Return every line from the start of the entries through the line containing "108], [209, 97]]", including both ends, reproduced character for character.

*Items listed in a dataset*

— BEGIN —

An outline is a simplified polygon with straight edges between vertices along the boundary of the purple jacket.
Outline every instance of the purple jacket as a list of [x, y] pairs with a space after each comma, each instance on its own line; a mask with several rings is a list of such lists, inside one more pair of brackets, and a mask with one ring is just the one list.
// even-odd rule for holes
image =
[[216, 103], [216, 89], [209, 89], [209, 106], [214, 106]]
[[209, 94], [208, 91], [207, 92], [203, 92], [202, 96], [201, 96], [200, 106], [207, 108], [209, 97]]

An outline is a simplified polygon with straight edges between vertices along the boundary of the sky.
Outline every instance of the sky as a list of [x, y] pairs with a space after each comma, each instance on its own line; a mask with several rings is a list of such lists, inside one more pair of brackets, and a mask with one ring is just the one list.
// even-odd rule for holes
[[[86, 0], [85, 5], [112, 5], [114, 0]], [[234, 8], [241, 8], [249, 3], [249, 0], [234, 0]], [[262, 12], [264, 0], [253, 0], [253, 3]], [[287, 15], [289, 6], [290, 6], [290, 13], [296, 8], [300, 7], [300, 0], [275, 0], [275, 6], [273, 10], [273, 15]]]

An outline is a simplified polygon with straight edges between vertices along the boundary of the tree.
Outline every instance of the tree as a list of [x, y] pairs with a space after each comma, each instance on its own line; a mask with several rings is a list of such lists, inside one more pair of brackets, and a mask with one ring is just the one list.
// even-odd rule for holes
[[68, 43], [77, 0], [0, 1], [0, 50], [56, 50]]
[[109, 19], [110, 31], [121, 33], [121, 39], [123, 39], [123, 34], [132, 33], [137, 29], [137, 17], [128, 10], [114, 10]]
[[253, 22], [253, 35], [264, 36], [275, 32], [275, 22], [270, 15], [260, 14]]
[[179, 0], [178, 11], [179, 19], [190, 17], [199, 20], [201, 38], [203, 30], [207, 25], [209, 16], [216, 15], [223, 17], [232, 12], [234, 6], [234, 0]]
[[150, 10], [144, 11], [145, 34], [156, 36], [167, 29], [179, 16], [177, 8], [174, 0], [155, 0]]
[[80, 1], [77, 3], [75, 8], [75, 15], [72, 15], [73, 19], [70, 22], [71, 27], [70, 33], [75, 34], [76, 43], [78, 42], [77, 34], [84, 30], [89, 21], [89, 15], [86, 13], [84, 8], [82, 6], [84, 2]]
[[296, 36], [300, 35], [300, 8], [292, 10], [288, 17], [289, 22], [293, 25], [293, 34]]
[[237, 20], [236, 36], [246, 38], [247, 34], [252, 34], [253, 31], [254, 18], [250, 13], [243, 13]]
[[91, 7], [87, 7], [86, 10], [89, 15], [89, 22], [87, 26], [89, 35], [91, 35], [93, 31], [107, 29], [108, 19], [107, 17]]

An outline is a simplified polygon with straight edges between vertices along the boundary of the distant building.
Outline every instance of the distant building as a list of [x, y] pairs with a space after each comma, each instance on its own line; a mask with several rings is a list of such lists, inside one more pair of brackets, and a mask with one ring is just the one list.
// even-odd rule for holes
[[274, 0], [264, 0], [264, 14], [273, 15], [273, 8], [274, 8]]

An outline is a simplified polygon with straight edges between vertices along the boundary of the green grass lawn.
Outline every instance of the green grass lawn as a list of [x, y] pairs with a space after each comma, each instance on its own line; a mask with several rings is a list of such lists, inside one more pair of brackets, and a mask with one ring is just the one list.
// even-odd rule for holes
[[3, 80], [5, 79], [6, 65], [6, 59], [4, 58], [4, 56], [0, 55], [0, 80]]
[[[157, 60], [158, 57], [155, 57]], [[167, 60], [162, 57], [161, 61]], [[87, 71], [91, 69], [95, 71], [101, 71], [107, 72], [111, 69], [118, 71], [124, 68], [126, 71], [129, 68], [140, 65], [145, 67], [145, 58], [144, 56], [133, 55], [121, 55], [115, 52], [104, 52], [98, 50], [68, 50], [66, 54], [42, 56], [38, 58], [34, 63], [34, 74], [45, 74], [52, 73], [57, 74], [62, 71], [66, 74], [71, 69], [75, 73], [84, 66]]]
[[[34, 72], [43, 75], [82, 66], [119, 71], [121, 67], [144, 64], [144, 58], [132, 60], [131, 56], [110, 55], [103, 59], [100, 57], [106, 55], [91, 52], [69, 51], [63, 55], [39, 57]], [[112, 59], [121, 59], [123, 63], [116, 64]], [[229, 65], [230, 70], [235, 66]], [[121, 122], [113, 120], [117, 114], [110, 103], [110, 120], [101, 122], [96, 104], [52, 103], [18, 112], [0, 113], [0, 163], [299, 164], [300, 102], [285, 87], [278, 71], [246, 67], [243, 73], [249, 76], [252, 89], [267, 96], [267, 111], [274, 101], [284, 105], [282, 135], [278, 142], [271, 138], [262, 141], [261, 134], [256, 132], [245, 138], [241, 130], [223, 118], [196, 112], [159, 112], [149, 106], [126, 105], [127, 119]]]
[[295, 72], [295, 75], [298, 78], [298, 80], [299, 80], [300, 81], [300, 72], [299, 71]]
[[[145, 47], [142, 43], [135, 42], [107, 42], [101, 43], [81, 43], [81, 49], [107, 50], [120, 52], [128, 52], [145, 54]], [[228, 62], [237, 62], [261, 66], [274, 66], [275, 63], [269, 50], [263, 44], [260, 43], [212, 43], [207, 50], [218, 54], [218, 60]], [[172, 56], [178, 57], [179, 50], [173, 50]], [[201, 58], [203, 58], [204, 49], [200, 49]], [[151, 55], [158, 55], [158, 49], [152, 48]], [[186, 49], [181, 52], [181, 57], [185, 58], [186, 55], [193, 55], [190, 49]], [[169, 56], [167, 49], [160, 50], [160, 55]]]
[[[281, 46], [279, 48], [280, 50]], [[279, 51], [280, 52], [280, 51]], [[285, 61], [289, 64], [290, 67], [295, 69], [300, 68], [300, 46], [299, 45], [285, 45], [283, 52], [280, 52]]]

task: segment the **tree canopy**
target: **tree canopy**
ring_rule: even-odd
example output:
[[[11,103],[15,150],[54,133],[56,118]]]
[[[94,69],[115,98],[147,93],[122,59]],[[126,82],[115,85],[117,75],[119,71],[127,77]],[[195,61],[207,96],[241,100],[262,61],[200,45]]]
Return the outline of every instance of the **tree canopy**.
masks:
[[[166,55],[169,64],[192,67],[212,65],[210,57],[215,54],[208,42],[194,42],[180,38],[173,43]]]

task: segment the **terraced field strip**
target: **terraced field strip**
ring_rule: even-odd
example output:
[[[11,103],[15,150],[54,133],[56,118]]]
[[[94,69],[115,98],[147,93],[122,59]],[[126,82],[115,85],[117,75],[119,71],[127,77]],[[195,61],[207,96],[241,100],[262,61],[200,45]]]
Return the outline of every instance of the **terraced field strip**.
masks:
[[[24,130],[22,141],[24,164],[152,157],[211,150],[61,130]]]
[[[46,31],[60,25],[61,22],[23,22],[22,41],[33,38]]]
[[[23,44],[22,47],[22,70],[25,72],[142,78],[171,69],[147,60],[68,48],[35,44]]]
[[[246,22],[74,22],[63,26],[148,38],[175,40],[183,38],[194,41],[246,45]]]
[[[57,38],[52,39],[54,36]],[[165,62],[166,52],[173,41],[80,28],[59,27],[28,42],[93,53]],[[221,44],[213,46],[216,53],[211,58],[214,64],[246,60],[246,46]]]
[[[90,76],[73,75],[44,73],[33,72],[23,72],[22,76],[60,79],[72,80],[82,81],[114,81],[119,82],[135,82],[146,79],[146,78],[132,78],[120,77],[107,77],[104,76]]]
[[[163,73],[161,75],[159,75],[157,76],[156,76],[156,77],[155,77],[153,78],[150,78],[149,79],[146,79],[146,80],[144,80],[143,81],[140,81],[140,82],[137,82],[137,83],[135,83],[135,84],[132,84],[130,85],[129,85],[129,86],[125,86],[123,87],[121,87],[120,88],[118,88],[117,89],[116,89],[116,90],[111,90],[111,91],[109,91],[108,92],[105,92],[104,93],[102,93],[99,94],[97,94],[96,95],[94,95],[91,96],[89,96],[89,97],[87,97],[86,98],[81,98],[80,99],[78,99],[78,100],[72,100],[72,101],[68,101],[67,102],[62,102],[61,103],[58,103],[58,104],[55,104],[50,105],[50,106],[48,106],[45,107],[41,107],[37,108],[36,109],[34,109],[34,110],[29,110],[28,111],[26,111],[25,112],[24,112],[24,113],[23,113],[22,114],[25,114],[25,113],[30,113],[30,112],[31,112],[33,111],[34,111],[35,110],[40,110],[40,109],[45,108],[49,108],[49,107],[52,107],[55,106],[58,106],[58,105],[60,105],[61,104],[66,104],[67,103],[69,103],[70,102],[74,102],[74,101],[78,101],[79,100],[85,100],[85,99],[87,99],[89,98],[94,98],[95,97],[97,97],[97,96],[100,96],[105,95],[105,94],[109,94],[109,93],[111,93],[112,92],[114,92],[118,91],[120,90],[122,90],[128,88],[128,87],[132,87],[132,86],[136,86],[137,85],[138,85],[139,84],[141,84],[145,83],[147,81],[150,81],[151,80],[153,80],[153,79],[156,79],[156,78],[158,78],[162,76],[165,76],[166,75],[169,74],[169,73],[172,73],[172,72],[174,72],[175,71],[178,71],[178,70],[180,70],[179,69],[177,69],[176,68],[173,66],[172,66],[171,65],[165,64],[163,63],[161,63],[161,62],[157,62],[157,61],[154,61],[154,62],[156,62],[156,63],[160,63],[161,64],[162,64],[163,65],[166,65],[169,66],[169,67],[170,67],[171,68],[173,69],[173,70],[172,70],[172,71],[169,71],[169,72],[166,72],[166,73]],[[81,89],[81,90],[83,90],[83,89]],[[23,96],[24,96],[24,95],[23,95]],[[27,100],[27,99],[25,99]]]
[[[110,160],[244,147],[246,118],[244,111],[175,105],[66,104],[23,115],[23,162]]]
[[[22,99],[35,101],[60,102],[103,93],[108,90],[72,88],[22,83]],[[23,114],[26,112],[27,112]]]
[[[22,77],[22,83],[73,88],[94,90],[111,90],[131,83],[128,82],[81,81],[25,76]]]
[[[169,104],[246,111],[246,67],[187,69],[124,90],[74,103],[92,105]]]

— END —

*TASK SOLUTION*
An outline is a simplified polygon with straight edges between vertices along the boundary of the purple jacket.
Outline every instance of the purple jacket as a list of [x, y] pairs with a space after each comma, each instance on its own line; a mask with several rings is a list of such lists, inside one more pair of brackets, and a mask with one ring is just the one list.
// even-odd rule for holes
image =
[[216, 103], [216, 89], [209, 89], [209, 106], [214, 106]]
[[209, 94], [208, 91], [207, 92], [203, 92], [202, 96], [201, 96], [200, 106], [207, 108], [209, 97]]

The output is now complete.